My reasons to snark and bark
It always make me think of the guy who gets sentimental after too many glasses of wine and starts to declare his love to anyone who comes near whilst making solemn promises to become a better person.
“We should stop being so negative about films! Why should we write about them at all? Why don’t we just focus on the movies we love, guiding people to the good ones and leave the bad seeds to the silence?”
Yes, why don’t we? Isn’t that the way you’re supposed to raise children? Give them praise when they do well and ignore them when they don’t. Don’t mention the bad movies with a word and they will surely go away!
Or maybe not.
I’m probably not known as the most vitriolic of film bloggers; on the contrary. I would guess that about 80 percent of the films I write about get positive reviews with a 4/5 rating, if not more. But mind you: this is not because I remain silent about bad movies. It’s because I don’t have access to free press screenings and I’m so cheap that I don’t want to waste either my time or my money on watching films that I have good reasons to believe are bad. So I look for the good ones, based on previous experiences with the directors and on what I hear from other people in the community. It works pretty well.
However: if I ever get to watch a movie that I think is truly bad, such as in the case of Rock of Ages recently, I have no qualms whatsoever to write it down. I will not go into self censorship.
And here are a few of my reasons:
1. It’s fun to write.
Watching a bad movie isn’t enjoyable, especially if you’ve paid a full prized ticket. But writing about truly bad movies is just as fun as to write about movies you love. And it’s certainly a lot more inspiring than to come up with something even remotely interesting about a 3/5 movie.
It’s often in the angry rants about truly disgusting movies that we dare to go experimental and wild. If you’ve ever been in the stripping-down-a-horrible-movie-to-the-bare-bones frenzy you know what I’m talking about. The keyboard is humming happily as you’re hammering away. This pleasure compensates more than enough for the painful experience in the theatre. From being a pointless waste of time and money, it’s suddenly turned into material for a glowing, passionate rant post.
When you write negative reviews, either they’re barking or snarking, you’re transforming the lemons you were given into lemonade.
2. It’s fun to read.
If someone has fun writing something, you can tell that as a reader. It’s contagious. I enjoy reading posts that are glowing with passion, either it’s of hate or of love. It doesn’t matter if I have the opposite view about the movie as the writer. It’s still a good read.
3. I’m executing my consumer rights.
My fellow Swedish movie blogger Fiffi mentioned this a while, which was one of the things that inspired this post. In a rough translation she wrote:
“It feels as if the film industry is a conveyer band and we, the consumers, stand at the end station, indulging the end product either it tastes well or badly. How do you reclaim a theatre ticket you’ve bought? How do you act as an unsatisfied moviegoer otherwise than talking, blogging and discussing it? I don’t know. You can’t know if a movie is badly made or not until you’ve seen it.”

• Information given:
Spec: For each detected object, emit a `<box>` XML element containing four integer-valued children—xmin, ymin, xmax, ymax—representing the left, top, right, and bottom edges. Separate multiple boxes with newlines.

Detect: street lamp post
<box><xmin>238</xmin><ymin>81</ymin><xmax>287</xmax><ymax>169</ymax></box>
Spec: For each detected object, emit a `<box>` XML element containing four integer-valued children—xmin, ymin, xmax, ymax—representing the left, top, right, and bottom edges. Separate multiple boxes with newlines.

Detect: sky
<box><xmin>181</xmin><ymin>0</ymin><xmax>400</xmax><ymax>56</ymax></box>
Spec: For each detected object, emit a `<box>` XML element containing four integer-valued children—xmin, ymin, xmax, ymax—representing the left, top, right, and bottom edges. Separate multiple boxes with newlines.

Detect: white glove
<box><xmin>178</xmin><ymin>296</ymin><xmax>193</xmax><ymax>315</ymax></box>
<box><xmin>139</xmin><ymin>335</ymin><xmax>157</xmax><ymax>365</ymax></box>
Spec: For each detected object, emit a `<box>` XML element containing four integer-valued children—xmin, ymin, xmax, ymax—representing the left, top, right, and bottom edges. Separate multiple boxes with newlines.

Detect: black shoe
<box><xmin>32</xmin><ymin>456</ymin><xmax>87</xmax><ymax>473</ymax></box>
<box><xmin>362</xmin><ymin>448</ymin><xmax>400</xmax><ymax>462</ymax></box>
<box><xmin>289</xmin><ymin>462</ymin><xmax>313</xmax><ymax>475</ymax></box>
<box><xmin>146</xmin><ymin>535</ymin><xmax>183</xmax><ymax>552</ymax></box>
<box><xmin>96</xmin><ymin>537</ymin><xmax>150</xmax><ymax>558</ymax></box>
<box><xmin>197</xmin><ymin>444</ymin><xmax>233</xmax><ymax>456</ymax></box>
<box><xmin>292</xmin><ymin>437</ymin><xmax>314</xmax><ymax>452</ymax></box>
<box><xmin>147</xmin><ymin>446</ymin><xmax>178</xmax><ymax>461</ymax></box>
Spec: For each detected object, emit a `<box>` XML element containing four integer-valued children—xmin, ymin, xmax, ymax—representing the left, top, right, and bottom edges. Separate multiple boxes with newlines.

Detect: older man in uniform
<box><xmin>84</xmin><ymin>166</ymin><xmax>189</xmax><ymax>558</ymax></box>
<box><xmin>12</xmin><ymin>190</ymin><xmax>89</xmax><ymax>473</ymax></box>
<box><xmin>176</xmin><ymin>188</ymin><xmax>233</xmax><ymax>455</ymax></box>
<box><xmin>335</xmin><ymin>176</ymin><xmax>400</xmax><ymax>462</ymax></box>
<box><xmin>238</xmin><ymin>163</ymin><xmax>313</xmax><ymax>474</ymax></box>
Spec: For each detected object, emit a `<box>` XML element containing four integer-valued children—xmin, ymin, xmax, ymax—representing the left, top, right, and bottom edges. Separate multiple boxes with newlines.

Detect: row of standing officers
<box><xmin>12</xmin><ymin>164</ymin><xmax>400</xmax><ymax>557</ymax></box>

• Given request 1: List every numbered reason that the blog post about writing negative film reviews gives for doing so.
• Given request 2: Carry on the blog post about writing negative film reviews from its final sentence, keeping its voice.

• Written response 1:
1. It's fun to write.
2. It's fun to read.
3. I'm executing my consumer rights.

• Written response 2:
Exactly. I’ve never ever walked out of a theatre during a screening, asking to get my money back. No matter how bad a movie is, I would never think of doing that. In my world it’s rude, cheap and a signal of ignorance and bad taste. There is always an element of gambling in watching movies and sometimes you lose. That’s just how it is.
On the other hand I think you have every right in the world to warn other people about a movie you had a very bad experience with, the same way as you will share with your relatives and friends if you eat at a bad restaurant or hire a serviceman who turns out not to do his job very well. Of course you share your opinion!
As a consumer you have very little to put up against the marketing machinery of the biggest movies, but the importance of word of mouth is increasing in the age of social media and I see no reason whatsoever why we shouldn’t use our consumer power.
The film critic Scott Jordan Harris wrote a column recently where he attacked what he described as an emerging trend, snarking in film criticism. To be fair it’s overall a very good article where I agree with most of what he says, but I couldn’t help thinking he’s going a little bit too far when he says that there “is no point in a thousand bloggers each reviewing the major studio releases of the week or, even worse, just choosing whichever one of them is least exciting and wasting words in mocking it.”
Harris says that our daily ambition should be to “find a film so good it moves us to write about it persuasively enough that readers are compelled to seek it out and have the same wonderful experience we did”.
Snark is something he thinks should be left for Twitter, “where attention spans are short, character limits are shorter and, as the very name “Twitter” suggests, frivolity is key.”
I think we need to bark and snark every once in a while, either we’re amateur movie bloggers or professional film bloggers. But it should be done with certain finesse of course, and not too often. Just a little pinch once in a while. It’s the that keeps us from becoming overly sweet, singing kumbaya and holding hand whatever movie we get to see.
And now it’s time to bring in some drinks and bring out a toast for the incoming weekend. In Sweden this is a special one, devoted to Midsummer celebrations. Here’s a crash course if you want to try some of our pagan rituals for yourself.
Glad midsommar – Happy Midsummer!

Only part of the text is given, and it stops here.